╭─ RECORDS
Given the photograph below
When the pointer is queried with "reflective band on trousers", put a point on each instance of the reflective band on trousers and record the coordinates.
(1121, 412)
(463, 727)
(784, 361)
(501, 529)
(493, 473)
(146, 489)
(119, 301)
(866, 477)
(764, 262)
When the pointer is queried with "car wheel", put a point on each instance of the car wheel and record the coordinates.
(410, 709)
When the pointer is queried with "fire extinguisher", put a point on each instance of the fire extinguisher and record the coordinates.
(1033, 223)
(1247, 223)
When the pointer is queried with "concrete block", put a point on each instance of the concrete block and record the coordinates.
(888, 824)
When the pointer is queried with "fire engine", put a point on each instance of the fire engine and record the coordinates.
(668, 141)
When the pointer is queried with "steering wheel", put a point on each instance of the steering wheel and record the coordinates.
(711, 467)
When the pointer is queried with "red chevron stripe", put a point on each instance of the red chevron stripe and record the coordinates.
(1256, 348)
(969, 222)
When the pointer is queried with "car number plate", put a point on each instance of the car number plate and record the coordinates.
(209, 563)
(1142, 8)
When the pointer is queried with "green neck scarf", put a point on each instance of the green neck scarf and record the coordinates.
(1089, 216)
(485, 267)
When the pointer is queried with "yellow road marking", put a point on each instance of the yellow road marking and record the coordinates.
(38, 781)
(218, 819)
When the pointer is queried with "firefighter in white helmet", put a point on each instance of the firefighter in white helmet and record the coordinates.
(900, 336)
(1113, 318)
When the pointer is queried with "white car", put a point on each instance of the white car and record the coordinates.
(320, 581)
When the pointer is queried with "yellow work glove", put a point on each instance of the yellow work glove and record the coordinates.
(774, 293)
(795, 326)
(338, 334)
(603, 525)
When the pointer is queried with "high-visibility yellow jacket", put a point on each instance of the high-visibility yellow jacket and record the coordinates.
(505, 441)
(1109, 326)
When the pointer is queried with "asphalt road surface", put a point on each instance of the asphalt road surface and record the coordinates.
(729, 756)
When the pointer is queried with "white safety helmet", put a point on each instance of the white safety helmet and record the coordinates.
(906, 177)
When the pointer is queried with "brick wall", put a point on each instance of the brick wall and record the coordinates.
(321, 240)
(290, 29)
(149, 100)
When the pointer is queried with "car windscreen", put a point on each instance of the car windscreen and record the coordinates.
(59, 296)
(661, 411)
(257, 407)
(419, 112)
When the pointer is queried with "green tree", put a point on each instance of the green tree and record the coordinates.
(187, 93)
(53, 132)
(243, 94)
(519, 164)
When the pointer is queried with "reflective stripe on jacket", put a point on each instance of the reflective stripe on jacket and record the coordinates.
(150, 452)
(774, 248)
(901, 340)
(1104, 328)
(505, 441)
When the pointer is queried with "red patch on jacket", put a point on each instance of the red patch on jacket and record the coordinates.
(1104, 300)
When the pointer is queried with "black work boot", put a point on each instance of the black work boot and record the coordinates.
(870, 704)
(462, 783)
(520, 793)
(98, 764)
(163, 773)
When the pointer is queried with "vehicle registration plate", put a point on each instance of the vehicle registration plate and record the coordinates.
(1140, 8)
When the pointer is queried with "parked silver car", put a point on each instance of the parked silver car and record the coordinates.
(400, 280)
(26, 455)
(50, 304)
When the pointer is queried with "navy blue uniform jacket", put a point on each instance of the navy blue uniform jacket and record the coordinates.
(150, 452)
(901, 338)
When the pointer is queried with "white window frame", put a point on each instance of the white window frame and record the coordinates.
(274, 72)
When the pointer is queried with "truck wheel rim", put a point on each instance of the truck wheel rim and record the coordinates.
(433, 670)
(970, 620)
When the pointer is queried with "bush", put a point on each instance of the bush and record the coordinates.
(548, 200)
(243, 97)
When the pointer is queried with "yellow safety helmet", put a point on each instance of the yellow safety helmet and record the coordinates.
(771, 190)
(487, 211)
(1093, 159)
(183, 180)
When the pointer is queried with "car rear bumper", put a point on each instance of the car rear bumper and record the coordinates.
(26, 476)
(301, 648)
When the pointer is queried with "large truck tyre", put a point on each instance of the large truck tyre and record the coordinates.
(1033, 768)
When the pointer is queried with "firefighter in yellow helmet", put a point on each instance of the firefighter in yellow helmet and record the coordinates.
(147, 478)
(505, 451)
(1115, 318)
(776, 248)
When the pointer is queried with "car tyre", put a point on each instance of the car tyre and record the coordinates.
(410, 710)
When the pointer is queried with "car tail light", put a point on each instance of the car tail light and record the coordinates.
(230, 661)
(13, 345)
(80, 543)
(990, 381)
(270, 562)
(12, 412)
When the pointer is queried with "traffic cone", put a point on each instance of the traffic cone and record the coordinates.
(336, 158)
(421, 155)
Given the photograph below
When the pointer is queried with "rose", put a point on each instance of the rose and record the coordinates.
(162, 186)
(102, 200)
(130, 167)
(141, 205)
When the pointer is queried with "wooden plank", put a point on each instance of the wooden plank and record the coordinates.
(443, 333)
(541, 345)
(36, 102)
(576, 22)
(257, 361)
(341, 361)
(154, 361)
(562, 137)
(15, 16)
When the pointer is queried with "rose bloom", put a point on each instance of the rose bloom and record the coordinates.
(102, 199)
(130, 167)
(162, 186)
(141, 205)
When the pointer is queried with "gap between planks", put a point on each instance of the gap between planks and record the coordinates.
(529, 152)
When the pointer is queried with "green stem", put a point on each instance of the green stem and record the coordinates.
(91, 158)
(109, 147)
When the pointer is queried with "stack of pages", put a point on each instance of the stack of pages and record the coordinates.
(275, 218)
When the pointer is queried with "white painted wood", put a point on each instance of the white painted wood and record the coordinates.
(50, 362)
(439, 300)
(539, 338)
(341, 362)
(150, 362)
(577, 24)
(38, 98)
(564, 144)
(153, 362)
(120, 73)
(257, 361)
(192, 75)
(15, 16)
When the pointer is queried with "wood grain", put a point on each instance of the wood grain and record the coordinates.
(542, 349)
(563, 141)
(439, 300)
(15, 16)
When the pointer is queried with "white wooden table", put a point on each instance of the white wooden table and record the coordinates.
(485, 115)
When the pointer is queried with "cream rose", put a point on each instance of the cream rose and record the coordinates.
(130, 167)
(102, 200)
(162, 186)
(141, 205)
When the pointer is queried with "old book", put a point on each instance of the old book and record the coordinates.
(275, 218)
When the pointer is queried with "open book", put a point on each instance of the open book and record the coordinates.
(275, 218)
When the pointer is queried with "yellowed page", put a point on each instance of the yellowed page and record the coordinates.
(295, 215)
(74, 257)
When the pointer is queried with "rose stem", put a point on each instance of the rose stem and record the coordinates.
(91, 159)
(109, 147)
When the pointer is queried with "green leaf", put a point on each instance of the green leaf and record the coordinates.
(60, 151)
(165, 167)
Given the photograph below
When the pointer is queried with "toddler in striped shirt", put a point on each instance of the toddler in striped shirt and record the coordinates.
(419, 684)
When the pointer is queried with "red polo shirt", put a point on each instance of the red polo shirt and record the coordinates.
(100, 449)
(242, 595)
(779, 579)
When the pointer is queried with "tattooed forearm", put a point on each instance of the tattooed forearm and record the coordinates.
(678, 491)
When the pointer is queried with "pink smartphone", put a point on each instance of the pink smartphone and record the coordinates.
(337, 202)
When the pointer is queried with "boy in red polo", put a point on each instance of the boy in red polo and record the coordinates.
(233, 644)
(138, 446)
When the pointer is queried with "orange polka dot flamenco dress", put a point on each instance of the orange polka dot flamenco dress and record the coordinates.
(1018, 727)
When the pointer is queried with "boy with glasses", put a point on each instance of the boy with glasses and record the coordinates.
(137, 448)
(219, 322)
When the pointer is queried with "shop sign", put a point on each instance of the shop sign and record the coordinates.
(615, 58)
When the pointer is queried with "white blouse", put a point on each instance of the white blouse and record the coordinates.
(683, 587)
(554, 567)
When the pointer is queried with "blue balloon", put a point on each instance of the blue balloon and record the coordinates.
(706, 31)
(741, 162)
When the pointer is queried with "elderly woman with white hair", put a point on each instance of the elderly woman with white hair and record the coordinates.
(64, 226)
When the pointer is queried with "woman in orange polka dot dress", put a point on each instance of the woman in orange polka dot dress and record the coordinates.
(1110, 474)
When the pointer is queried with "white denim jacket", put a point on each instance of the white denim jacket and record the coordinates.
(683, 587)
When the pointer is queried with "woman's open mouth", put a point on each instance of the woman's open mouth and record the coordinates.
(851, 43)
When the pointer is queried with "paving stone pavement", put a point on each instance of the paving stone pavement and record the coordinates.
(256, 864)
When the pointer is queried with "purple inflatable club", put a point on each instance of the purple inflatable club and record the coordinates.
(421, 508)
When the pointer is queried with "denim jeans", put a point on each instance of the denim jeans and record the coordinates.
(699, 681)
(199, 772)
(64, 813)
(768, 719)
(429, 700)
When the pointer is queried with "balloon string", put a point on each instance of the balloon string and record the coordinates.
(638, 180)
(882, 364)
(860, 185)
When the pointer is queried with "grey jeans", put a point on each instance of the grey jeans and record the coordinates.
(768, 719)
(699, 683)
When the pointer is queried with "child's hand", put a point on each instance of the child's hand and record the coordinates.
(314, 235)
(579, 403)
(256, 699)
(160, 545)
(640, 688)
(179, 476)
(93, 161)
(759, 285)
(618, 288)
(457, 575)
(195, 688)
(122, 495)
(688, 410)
╰─
Format the lines of the data from the line containing "car wheel and record the coordinates." through the line containing "(1247, 223)", inclusive, as a JSON list of strings with one string per line. Leave out any blank lines.

→ **SOLUTION FOR THIS PROBLEM**
[
  "When the pointer is queried with \"car wheel\", put a point on each instance of the car wheel and record the coordinates.",
  "(410, 709)",
  "When the pointer is queried with \"fire extinguisher\", put a point on each instance of the fire extinguisher and record the coordinates.",
  "(1033, 223)",
  "(1247, 223)"
]